Written task.
Please reproduce the lines below word for word, leaving the pictures out of your answer.

━━━━━━━━━━━━━━━━

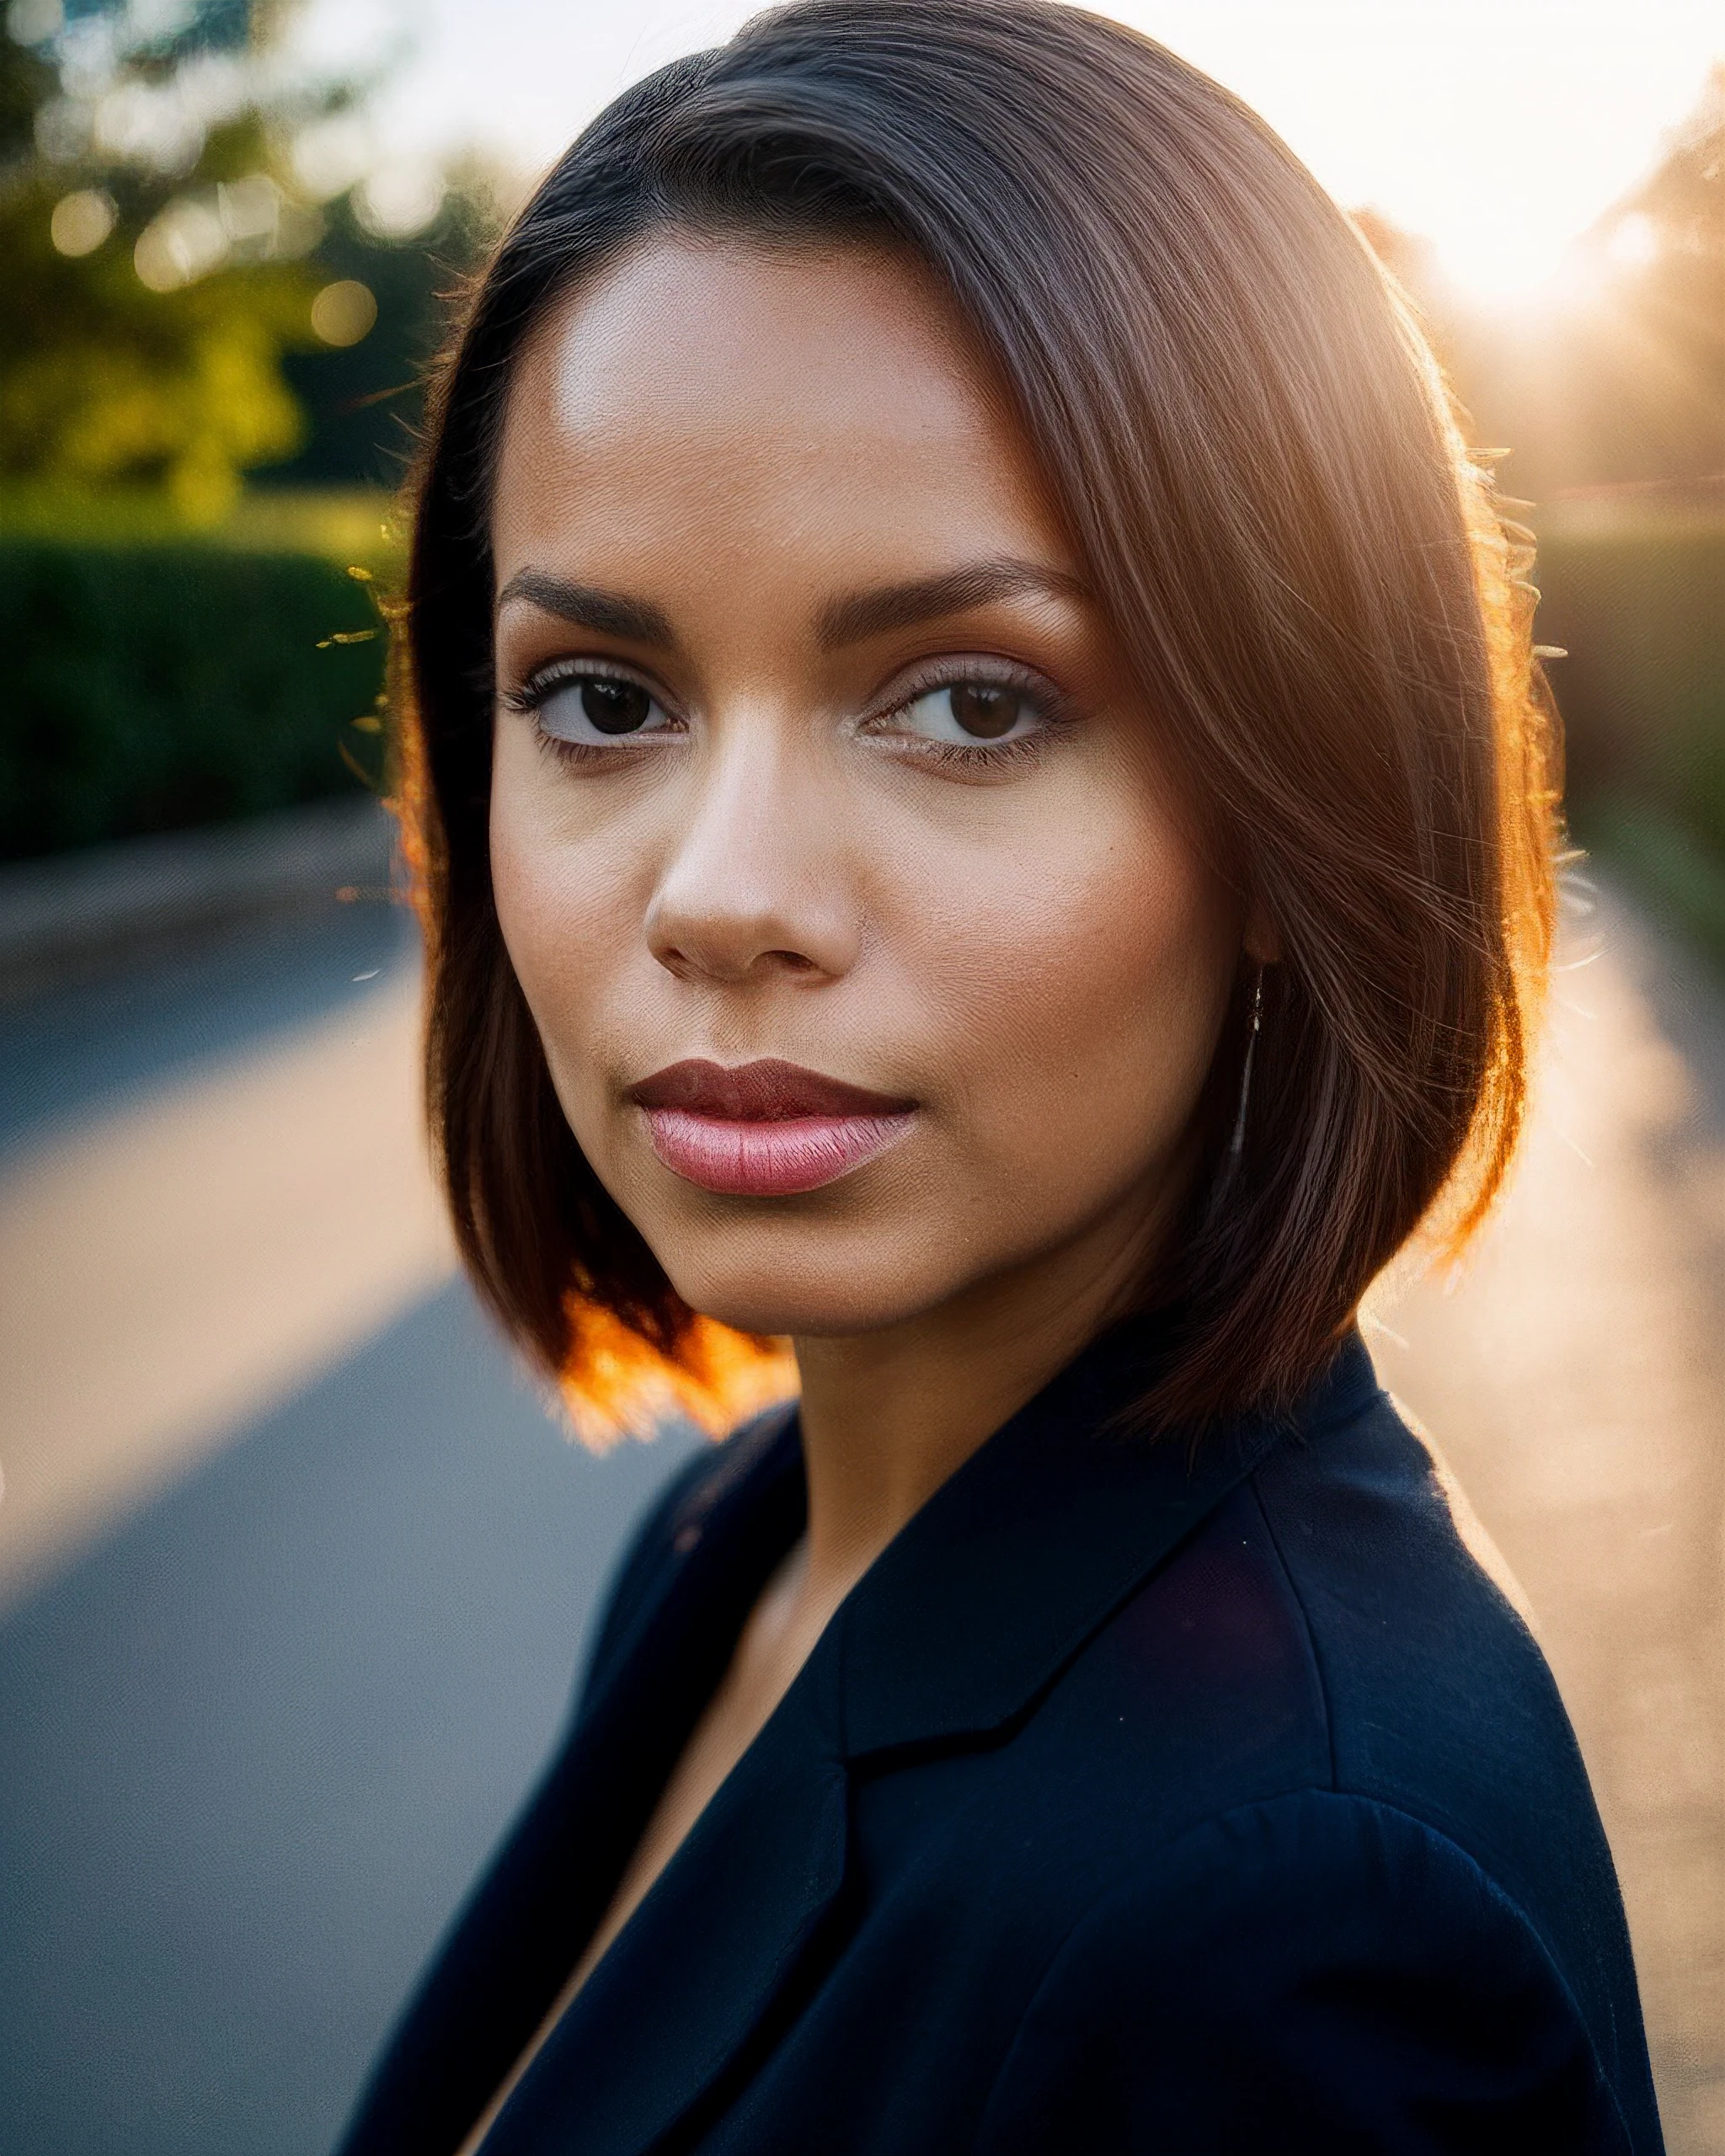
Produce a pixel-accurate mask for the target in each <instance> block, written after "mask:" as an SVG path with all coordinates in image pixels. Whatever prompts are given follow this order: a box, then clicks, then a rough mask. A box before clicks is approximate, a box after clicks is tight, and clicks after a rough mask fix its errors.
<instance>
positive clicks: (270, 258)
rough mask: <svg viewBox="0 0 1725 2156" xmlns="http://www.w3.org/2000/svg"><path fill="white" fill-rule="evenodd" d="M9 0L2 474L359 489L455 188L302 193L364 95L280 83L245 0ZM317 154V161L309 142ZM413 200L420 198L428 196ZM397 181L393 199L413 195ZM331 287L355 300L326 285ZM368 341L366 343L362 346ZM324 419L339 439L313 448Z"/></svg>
mask: <svg viewBox="0 0 1725 2156" xmlns="http://www.w3.org/2000/svg"><path fill="white" fill-rule="evenodd" d="M164 15H166V11H164V4H162V0H151V4H149V6H140V0H82V4H75V6H73V11H71V13H63V9H60V4H56V0H13V6H11V11H9V30H6V34H4V37H0V278H2V280H4V287H6V302H9V304H6V310H4V317H0V481H11V483H37V485H50V487H56V489H71V492H91V489H103V487H114V485H129V487H136V485H147V487H162V489H166V494H168V496H170V498H172V500H175V505H177V507H179V511H181V513H183V515H188V517H190V520H194V522H211V520H216V517H220V515H222V511H224V509H229V507H231V502H233V496H235V492H237V485H239V476H241V474H244V472H248V470H259V468H270V470H274V472H278V474H282V476H304V479H313V476H315V479H323V481H330V479H336V481H354V479H369V481H377V479H382V476H386V470H384V457H382V455H379V448H382V444H386V442H392V440H397V438H401V433H403V429H401V423H399V418H397V416H395V405H399V403H405V407H408V410H412V388H410V386H412V379H414V375H416V369H418V364H420V362H423V358H425V354H427V349H429V347H431V343H433V341H436V291H438V289H440V285H442V282H446V267H444V263H442V261H440V259H438V254H436V252H431V250H427V246H425V237H427V235H425V233H423V231H420V226H425V222H427V218H429V216H433V213H436V222H438V233H436V237H438V239H440V241H448V246H446V248H444V250H442V252H444V254H448V252H453V254H459V257H464V254H468V252H470V250H472V248H474V246H477V244H479V241H481V237H483V211H481V213H474V209H472V196H468V198H464V201H461V203H459V205H455V207H451V205H444V207H442V211H440V209H438V205H440V198H442V194H444V190H442V183H440V181H438V179H436V175H425V177H423V179H420V194H423V196H425V198H423V201H420V203H418V205H416V203H414V201H408V203H405V216H403V205H401V188H399V185H397V201H395V203H392V205H390V203H388V201H386V198H384V201H382V220H379V213H377V205H375V203H373V205H371V213H369V211H367V188H371V190H373V192H375V188H377V177H375V175H371V172H364V170H362V157H360V160H354V164H356V166H360V168H356V170H347V172H345V175H343V172H339V175H336V181H339V185H336V188H334V190H332V188H330V185H328V183H326V185H308V183H306V181H304V177H302V172H300V149H302V144H306V142H315V138H317V136H319V132H321V136H323V138H326V140H328V138H330V134H339V132H341V127H343V125H349V127H351V123H354V121H356V116H358V108H360V86H356V84H351V82H304V80H302V82H293V80H291V67H289V65H287V60H285V43H282V28H285V15H282V13H280V11H278V9H270V6H265V4H263V0H181V6H179V13H177V17H175V19H172V26H170V28H168V30H164V28H162V24H164ZM326 164H328V157H326ZM427 190H429V192H427ZM410 194H412V190H410ZM330 285H343V287H354V285H362V287H364V291H362V293H358V295H354V293H351V291H345V293H339V295H336V300H339V302H343V300H345V310H343V304H334V306H332V304H323V306H321V310H319V293H326V291H328V289H330ZM367 347H369V349H367ZM319 431H323V433H330V431H332V433H334V436H336V440H334V442H330V440H317V436H319Z"/></svg>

━━━━━━━━━━━━━━━━

Written response.
Produce a pixel-accurate mask for the target in each <instance> block, written after "mask:" as an SVG path with all coordinates in image pixels. Whatever prompts are given follow this order: a box, then clicks, then a rough mask. A box before clicks is approximate, a box after clicks is tight, and clicks after a rough mask fix its errors.
<instance>
positive clicks: (270, 258)
rough mask: <svg viewBox="0 0 1725 2156" xmlns="http://www.w3.org/2000/svg"><path fill="white" fill-rule="evenodd" d="M9 0L2 474L359 489L455 188L302 193L364 95L280 83L245 0ZM317 154V161L309 142ZM413 200L420 198L428 196ZM397 181L393 199L413 195ZM331 287L355 300L326 285ZM368 341L366 343L362 346ZM324 419L339 439L313 448Z"/></svg>
mask: <svg viewBox="0 0 1725 2156" xmlns="http://www.w3.org/2000/svg"><path fill="white" fill-rule="evenodd" d="M164 15H166V11H164V4H162V0H151V4H149V6H140V0H82V4H75V6H73V11H71V13H63V9H60V4H56V0H13V6H11V11H9V30H6V34H4V37H0V278H2V280H4V287H6V302H9V304H6V310H4V317H0V481H11V483H37V485H50V487H56V489H71V492H91V489H103V487H114V485H129V487H136V485H147V487H162V489H166V494H168V496H170V498H172V500H175V505H177V507H179V511H181V513H183V515H188V517H190V520H194V522H211V520H216V517H220V515H222V511H224V509H229V507H231V502H233V496H235V492H237V485H239V476H241V474H244V472H248V470H259V468H270V470H274V472H278V474H282V476H304V479H313V476H315V479H323V481H330V479H336V481H354V479H369V481H377V479H382V476H386V470H384V457H382V455H379V448H382V444H386V442H392V440H397V438H401V433H403V429H401V423H399V418H397V416H395V405H399V403H405V407H408V410H412V388H410V386H412V379H414V375H416V369H418V364H420V362H423V358H425V354H427V349H429V347H431V343H433V341H436V291H438V289H440V285H442V282H446V267H444V263H442V261H440V259H438V254H436V252H431V250H427V246H425V237H427V235H425V233H423V231H420V226H425V222H427V218H429V216H433V213H436V222H438V233H436V237H438V239H440V241H448V246H446V248H444V250H442V252H444V254H448V252H453V254H459V257H464V254H468V252H470V250H472V248H474V246H477V244H479V241H481V237H483V211H481V213H474V209H472V196H468V198H464V201H461V203H459V205H455V207H451V205H444V207H442V211H440V209H438V205H440V198H442V194H444V190H442V183H440V181H438V179H436V175H425V177H423V179H420V194H423V196H425V198H423V201H420V203H418V205H416V203H414V201H408V203H405V216H403V205H401V188H399V185H397V201H395V203H392V205H390V203H388V201H386V198H384V201H382V220H379V213H377V205H375V203H373V205H371V213H369V211H367V188H371V190H373V192H375V188H377V177H375V175H371V172H364V170H362V157H360V160H354V164H356V166H360V168H356V170H347V172H345V175H343V172H339V175H336V181H339V185H336V188H334V190H332V188H330V185H328V183H326V185H308V183H306V181H304V177H302V172H300V149H302V144H306V142H315V138H317V136H319V132H321V136H323V138H326V140H328V138H330V134H339V132H341V127H343V125H349V127H351V123H354V121H356V116H358V108H360V86H356V84H351V82H304V80H302V82H293V80H291V67H289V65H287V60H285V43H282V28H285V15H282V13H280V11H278V9H270V6H265V4H263V0H181V6H179V13H177V17H175V19H172V26H170V28H168V30H164V28H162V24H164ZM326 164H328V157H326ZM427 190H429V192H427ZM410 194H412V190H410ZM330 285H343V287H354V285H362V287H364V291H362V293H358V295H354V293H351V291H345V293H339V295H336V300H339V302H343V300H345V310H343V304H334V306H332V304H323V306H321V310H319V293H326V291H328V289H330ZM367 347H369V349H367ZM319 431H323V433H330V431H332V433H334V436H336V440H334V442H330V440H317V436H319Z"/></svg>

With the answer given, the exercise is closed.